QUOTED TEXT -
I have never been a fan of the plan to give Utah a fourth seat in the House of Representatives in exchange for giving Washington, D.C. an actual voting seat in the House. This issue has reared its head before, sometimes with support from Utah’s politicians, and it’s back once again per this Washington Post article (hat tip: Utah Policy Daily).
Here’s the deal. The Constitution (Article I, Section 2) requires seats in the House of Representatives to be apportioned according to population. The apportionment is reallocated every 10 years according to census numbers. The number of seats fluctuated until the Apportionment Act of 1911 set the total number of seats at 435. (This number was temporarily changed to 437 from 1959-1963.)
This means that every time we get new census numbers some readjustment takes place, with some states losing seats and some states gaining seats, depending on population shifts. Given that understanding, it is easy to see why census methodology is such a hot topic in Congress. States stand to lose or gain seats depending on methods used.

DATASET ROWS -
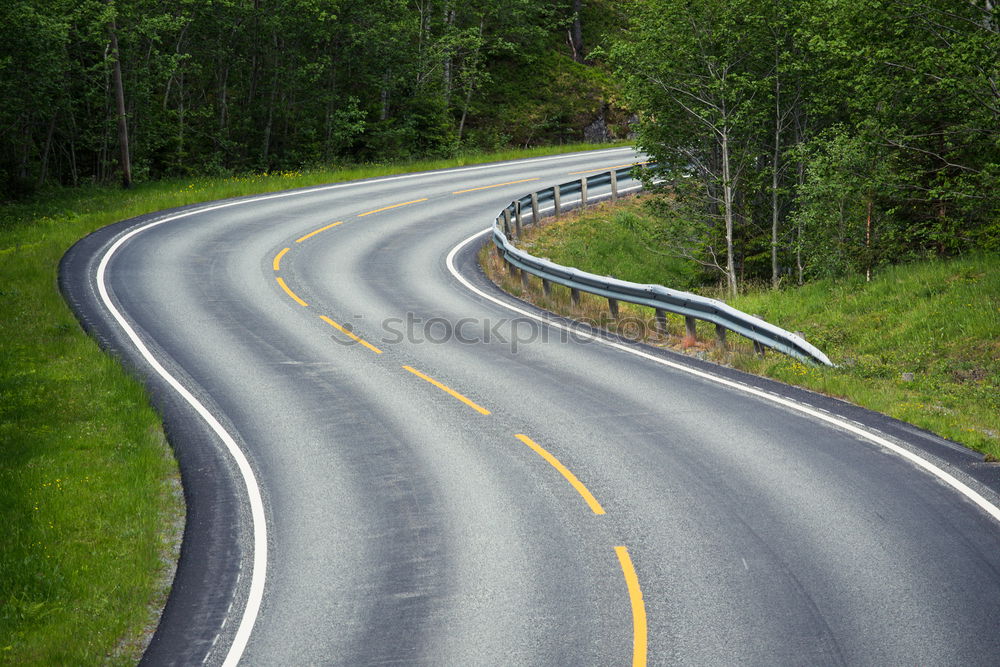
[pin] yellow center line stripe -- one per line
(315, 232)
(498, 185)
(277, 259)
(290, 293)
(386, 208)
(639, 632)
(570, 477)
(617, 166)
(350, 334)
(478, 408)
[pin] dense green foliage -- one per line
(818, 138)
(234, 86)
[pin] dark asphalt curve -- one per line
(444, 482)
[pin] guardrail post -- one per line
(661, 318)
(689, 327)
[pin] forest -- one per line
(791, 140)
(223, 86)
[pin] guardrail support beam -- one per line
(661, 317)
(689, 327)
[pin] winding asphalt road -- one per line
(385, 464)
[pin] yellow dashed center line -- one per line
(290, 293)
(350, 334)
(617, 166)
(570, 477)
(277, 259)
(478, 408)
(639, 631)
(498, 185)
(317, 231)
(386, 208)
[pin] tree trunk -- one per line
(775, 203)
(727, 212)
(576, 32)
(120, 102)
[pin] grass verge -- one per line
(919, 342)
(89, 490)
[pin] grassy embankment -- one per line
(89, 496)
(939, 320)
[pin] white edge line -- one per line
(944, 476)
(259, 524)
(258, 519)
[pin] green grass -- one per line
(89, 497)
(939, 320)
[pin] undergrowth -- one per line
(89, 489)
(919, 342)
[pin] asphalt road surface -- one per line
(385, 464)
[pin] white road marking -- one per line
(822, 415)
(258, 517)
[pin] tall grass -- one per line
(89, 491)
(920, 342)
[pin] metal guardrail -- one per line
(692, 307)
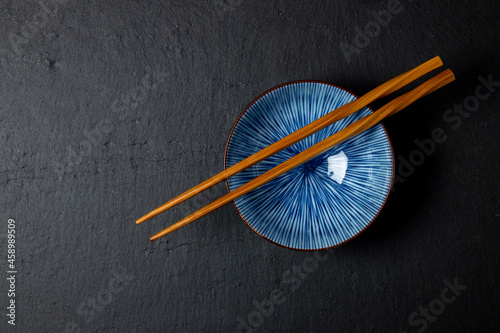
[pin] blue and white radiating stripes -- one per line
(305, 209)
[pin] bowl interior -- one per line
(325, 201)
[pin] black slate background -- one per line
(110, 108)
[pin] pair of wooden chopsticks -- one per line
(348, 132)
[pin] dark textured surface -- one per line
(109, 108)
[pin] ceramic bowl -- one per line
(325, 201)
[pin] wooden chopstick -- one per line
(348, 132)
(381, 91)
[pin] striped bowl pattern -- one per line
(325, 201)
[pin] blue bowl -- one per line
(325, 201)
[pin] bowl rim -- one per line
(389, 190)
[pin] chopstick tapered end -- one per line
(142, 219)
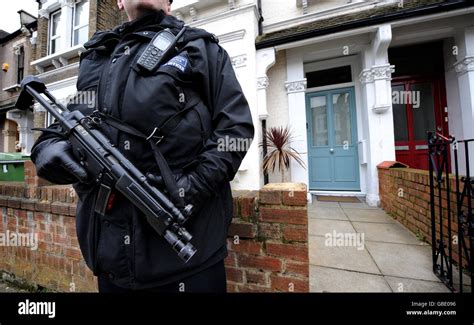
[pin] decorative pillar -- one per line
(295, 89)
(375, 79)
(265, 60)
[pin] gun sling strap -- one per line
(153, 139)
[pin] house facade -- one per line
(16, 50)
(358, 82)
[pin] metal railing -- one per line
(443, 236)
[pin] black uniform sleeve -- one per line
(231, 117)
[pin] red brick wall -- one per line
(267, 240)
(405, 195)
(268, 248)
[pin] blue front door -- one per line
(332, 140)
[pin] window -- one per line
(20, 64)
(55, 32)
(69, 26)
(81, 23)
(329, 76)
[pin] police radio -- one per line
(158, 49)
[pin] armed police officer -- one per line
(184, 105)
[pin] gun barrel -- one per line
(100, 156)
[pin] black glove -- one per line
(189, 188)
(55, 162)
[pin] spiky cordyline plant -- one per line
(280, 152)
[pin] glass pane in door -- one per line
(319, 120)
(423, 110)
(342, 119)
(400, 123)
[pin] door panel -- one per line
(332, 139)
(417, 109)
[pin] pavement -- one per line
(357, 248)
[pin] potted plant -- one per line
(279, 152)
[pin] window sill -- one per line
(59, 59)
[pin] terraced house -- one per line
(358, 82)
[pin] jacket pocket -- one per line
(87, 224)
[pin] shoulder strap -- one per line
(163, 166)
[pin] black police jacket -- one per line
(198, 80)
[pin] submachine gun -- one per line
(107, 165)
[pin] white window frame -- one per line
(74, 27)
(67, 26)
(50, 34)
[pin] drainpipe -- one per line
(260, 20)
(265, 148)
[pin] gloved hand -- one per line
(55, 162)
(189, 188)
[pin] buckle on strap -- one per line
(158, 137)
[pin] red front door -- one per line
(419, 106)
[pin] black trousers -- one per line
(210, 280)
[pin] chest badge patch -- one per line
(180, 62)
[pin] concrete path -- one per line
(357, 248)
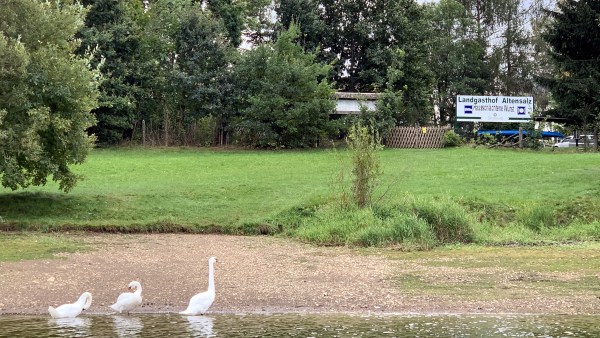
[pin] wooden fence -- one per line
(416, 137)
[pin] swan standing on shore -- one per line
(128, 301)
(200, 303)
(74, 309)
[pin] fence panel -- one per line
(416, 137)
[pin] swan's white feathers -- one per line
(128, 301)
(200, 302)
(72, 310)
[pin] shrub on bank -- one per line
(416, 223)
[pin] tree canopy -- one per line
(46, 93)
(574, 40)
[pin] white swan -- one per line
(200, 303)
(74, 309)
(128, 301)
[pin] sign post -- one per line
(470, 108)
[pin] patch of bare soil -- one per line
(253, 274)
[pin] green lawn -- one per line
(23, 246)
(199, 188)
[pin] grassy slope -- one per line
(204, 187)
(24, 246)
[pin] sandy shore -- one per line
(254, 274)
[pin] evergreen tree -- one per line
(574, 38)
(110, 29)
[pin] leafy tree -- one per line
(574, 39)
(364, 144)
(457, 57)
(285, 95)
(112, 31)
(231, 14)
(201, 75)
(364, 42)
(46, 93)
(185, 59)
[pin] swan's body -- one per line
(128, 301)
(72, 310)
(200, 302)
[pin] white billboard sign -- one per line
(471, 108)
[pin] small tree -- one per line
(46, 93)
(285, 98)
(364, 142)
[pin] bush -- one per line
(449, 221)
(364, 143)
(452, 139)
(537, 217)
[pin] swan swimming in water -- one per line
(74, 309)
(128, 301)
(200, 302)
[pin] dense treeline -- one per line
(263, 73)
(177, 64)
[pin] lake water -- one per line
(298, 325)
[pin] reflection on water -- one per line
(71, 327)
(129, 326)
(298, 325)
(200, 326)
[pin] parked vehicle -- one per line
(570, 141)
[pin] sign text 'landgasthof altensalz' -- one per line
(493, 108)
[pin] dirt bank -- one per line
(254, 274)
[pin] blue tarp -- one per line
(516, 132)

COMPLETE THE FOLLOWING -
a) Answer from the House apportionment text:
(i) Under the plan the text opposes, what would Washington, D.C. receive?
(ii) What total number of House seats did the Apportionment Act of 1911 set?
(iii) According to the text, what do states stand to lose or gain depending on the census methods used?
b) Repeat the House apportionment text between "I have never" and "437 from 1959-1963.)", inclusive.
The records play no part in this work.

FINAL ANSWERS -
a)
(i) An actual voting seat in the House.
(ii) 435.
(iii) Seats.

b)
I have never been a fan of the plan to give Utah a fourth seat in the House of Representatives in exchange for giving Washington, D.C. an actual voting seat in the House. This issue has reared its head before, sometimes with support from Utah’s politicians, and it’s back once again per this Washington Post article (hat tip: Utah Policy Daily).
Here’s the deal. The Constitution (Article I, Section 2) requires seats in the House of Representatives to be apportioned according to population. The apportionment is reallocated every 10 years according to census numbers. The number of seats fluctuated until the Apportionment Act of 1911 set the total number of seats at 435. (This number was temporarily changed to 437 from 1959-1963.)